Referring expression data:
== Segment start ==
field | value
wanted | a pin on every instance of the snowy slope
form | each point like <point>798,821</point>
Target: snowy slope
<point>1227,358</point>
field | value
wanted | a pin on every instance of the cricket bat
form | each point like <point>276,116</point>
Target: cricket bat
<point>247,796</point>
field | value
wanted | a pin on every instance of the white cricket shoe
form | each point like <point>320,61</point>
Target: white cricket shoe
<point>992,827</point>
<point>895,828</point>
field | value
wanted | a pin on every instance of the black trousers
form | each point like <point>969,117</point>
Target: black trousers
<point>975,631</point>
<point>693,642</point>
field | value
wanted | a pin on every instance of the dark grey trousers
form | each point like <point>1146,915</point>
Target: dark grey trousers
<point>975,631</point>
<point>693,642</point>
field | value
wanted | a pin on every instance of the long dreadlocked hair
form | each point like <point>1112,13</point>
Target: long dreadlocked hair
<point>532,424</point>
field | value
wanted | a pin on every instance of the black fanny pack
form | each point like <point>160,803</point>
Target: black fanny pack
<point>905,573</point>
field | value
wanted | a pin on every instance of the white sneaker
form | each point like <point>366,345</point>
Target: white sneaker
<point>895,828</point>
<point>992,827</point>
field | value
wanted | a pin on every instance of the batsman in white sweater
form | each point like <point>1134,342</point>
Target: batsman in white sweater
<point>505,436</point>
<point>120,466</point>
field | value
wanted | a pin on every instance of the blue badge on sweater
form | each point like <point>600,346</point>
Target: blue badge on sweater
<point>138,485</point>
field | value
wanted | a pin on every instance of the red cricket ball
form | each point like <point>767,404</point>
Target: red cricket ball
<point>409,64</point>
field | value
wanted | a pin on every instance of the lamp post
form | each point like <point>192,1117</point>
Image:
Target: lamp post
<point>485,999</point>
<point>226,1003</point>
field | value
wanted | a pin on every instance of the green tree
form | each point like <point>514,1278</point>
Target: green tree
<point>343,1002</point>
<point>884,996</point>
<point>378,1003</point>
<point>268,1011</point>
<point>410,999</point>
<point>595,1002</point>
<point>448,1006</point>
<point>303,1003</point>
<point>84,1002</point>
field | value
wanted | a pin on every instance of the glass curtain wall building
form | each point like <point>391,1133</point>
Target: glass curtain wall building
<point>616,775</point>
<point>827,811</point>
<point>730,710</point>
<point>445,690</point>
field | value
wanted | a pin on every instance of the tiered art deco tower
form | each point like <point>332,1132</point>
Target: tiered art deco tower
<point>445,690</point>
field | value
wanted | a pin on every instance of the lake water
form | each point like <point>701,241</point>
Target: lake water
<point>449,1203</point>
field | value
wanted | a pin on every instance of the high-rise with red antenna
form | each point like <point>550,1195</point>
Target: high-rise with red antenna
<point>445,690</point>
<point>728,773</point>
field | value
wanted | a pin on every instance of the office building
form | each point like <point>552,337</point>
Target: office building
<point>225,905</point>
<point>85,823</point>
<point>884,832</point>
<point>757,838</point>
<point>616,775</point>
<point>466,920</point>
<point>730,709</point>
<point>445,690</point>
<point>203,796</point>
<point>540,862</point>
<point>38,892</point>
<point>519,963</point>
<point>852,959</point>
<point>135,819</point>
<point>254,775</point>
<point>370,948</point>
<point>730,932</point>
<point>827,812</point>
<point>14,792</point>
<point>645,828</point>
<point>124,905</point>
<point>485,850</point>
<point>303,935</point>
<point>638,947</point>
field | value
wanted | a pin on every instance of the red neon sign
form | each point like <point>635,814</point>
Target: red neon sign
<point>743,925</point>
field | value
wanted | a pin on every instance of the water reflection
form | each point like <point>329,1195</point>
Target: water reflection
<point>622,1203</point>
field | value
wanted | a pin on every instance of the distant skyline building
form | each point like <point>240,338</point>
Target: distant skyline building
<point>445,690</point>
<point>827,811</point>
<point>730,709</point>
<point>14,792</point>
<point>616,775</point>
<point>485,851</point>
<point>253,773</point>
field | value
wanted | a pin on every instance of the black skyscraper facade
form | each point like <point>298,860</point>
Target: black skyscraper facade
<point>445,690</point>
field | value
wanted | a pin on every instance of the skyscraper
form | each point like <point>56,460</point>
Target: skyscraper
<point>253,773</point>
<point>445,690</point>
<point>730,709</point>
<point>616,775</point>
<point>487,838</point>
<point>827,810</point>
== Segment end ==
*Task instructions*: The response should contain only a verbatim copy of the lines from the line with "Target: water reflection" to the final line of the records.

*Exercise answer*:
Target: water reflection
<point>622,1203</point>
field | value
wanted | a pin on every instance of the distant skyline building
form | each point like <point>240,338</point>
Target: distant skyline building
<point>445,690</point>
<point>827,811</point>
<point>730,709</point>
<point>14,792</point>
<point>616,775</point>
<point>485,851</point>
<point>253,773</point>
field | value
wanted | a pin on every instance of the black skyscraper facade
form | each point like <point>298,860</point>
Target: black skyscraper facade
<point>445,690</point>
field | value
wanted | a pin on every instance of the skyscraper
form | each point like <point>56,460</point>
Target: skyscraper
<point>253,773</point>
<point>445,690</point>
<point>730,709</point>
<point>616,775</point>
<point>487,838</point>
<point>827,810</point>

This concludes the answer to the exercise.